*** Opening of RECORDS TO USE ***

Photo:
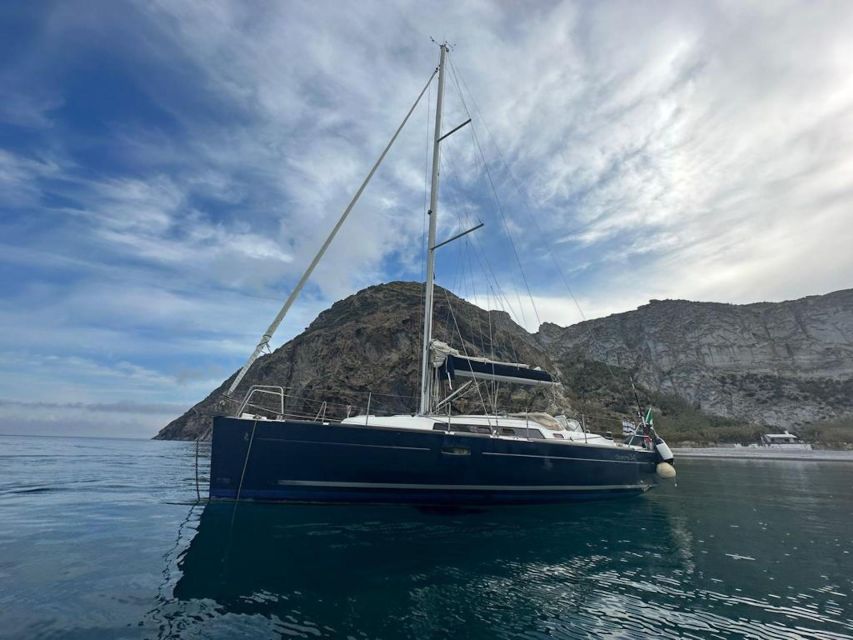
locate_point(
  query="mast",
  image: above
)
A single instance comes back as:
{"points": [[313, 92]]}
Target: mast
{"points": [[426, 367]]}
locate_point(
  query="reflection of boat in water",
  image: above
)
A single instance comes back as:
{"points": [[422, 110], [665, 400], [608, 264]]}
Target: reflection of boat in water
{"points": [[395, 571], [432, 456]]}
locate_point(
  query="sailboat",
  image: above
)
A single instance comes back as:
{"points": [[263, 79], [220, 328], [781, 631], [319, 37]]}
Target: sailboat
{"points": [[432, 456]]}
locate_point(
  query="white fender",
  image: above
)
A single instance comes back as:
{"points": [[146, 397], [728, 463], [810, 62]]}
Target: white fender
{"points": [[665, 470], [664, 451]]}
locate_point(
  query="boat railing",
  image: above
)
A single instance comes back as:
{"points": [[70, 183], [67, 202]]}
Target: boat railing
{"points": [[263, 390]]}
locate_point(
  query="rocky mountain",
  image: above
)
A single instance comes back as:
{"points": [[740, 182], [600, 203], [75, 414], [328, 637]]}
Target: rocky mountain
{"points": [[778, 364], [367, 348]]}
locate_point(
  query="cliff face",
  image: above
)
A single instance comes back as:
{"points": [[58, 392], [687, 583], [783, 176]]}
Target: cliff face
{"points": [[367, 346], [780, 364]]}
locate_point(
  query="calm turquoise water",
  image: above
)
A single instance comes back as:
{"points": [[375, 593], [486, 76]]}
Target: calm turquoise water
{"points": [[99, 539]]}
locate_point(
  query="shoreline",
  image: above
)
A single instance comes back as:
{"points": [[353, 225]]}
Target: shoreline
{"points": [[754, 453]]}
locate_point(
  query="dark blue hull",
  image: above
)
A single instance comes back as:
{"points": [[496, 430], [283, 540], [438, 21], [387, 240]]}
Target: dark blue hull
{"points": [[293, 461]]}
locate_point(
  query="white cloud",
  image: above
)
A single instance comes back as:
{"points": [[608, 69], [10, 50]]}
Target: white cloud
{"points": [[681, 150]]}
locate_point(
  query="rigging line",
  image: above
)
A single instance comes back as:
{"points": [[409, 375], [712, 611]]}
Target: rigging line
{"points": [[497, 200], [423, 252], [518, 188], [465, 351], [268, 334], [484, 261]]}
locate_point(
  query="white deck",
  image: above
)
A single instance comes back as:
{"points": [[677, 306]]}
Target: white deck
{"points": [[506, 427]]}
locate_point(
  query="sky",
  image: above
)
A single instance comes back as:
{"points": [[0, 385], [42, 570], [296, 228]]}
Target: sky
{"points": [[168, 169]]}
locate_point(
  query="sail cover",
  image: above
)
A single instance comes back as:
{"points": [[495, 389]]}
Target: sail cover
{"points": [[453, 364]]}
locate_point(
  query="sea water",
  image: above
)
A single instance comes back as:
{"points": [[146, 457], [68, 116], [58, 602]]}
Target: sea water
{"points": [[103, 538]]}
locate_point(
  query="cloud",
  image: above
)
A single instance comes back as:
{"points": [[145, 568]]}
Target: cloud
{"points": [[169, 168]]}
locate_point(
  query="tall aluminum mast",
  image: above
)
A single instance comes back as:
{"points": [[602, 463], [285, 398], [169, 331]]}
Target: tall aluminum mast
{"points": [[426, 365]]}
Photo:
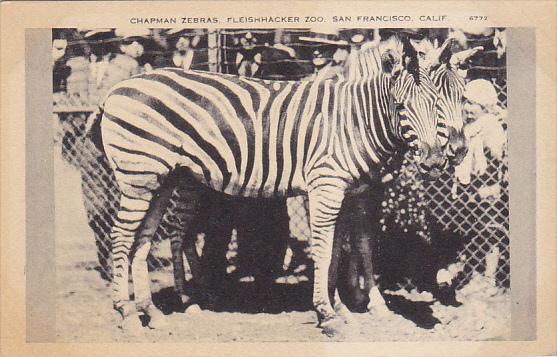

*** Close of RECORDS TO USE ***

Take the whole listing above and copy it exactly. Pictures do not go into the copy.

Photo:
locate_point(
  query="mast",
  image: above
)
A single instance comes back as:
{"points": [[313, 92]]}
Target: mast
{"points": [[426, 367]]}
locate_point(
  query="reflection of boat in water",
  image: above
)
A single instance comes back as:
{"points": [[422, 110], [665, 400], [608, 264]]}
Target: reflection of boat in water
{"points": [[395, 571], [432, 456]]}
locate_point(
  query="sailboat",
  image: above
)
A single instance comes back as:
{"points": [[263, 79], [220, 328], [781, 631], [319, 37]]}
Target: sailboat
{"points": [[432, 456]]}
locate_point(
  query="white fender",
  image: above
)
A single instance comes back as:
{"points": [[146, 397], [728, 463], [810, 62]]}
Target: white fender
{"points": [[665, 470], [664, 451]]}
locate_point(
  query="boat railing",
  image: above
)
A single instance comes back as:
{"points": [[70, 183], [67, 202]]}
Target: boat railing
{"points": [[263, 390]]}
locate_point(
  query="rocky mountain",
  image: above
)
A single instance comes back as:
{"points": [[740, 182], [600, 203], [75, 414], [328, 637]]}
Target: rocky mountain
{"points": [[778, 364], [367, 348]]}
locate_point(
  query="cliff face",
  image: above
)
A single instance comes back as:
{"points": [[58, 392], [687, 583], [783, 176]]}
Target: cliff face
{"points": [[367, 346], [780, 364]]}
locate_point(
  query="calm turquoise water",
  image: above
)
A single instance comes back as:
{"points": [[375, 593], [486, 76]]}
Target: calm turquoise water
{"points": [[99, 539]]}
locate_point(
  query="shoreline",
  image: above
)
A single instance comes back as:
{"points": [[353, 225]]}
Target: shoreline
{"points": [[754, 453]]}
locate_point(
  query="dark blue hull",
  image: above
)
A single instance comes back as:
{"points": [[496, 430], [283, 540], [438, 21], [387, 240]]}
Target: dark blue hull
{"points": [[293, 461]]}
locate_point(
  query="white cloud",
  image: above
)
A single instance comes back as:
{"points": [[608, 69], [10, 50]]}
Target: white cloud
{"points": [[681, 150]]}
locate_point(
  query="rigging line",
  image: above
)
A single instance comes back as:
{"points": [[409, 375], [712, 611]]}
Target: rigging line
{"points": [[497, 200], [423, 252], [518, 188], [465, 351], [268, 334], [484, 261]]}
locate_point(
  query="white deck",
  image: above
)
A single instance comes back as:
{"points": [[677, 306]]}
Target: white deck
{"points": [[506, 427]]}
locate_point(
  query="sky",
  image: above
)
A single instance comes back as:
{"points": [[0, 385], [42, 570], [296, 228]]}
Target: sky
{"points": [[168, 169]]}
locate_point(
  query="sail cover",
  image: above
)
A single instance comes back as:
{"points": [[495, 389]]}
Target: sail cover
{"points": [[453, 364]]}
locate_point(
  query="sea water",
  image: above
)
A single instance comes back as:
{"points": [[146, 457], [68, 116], [58, 602]]}
Target: sea water
{"points": [[103, 538]]}
locate_point(
  query="cloud",
  image: above
)
A single instance comes back as:
{"points": [[145, 568]]}
Target: cloud
{"points": [[169, 168]]}
locate_point(
  query="tall aluminum mast",
  image: above
)
A single instance comes back as:
{"points": [[602, 463], [285, 398], [169, 331]]}
Target: tall aluminum mast
{"points": [[426, 365]]}
Photo:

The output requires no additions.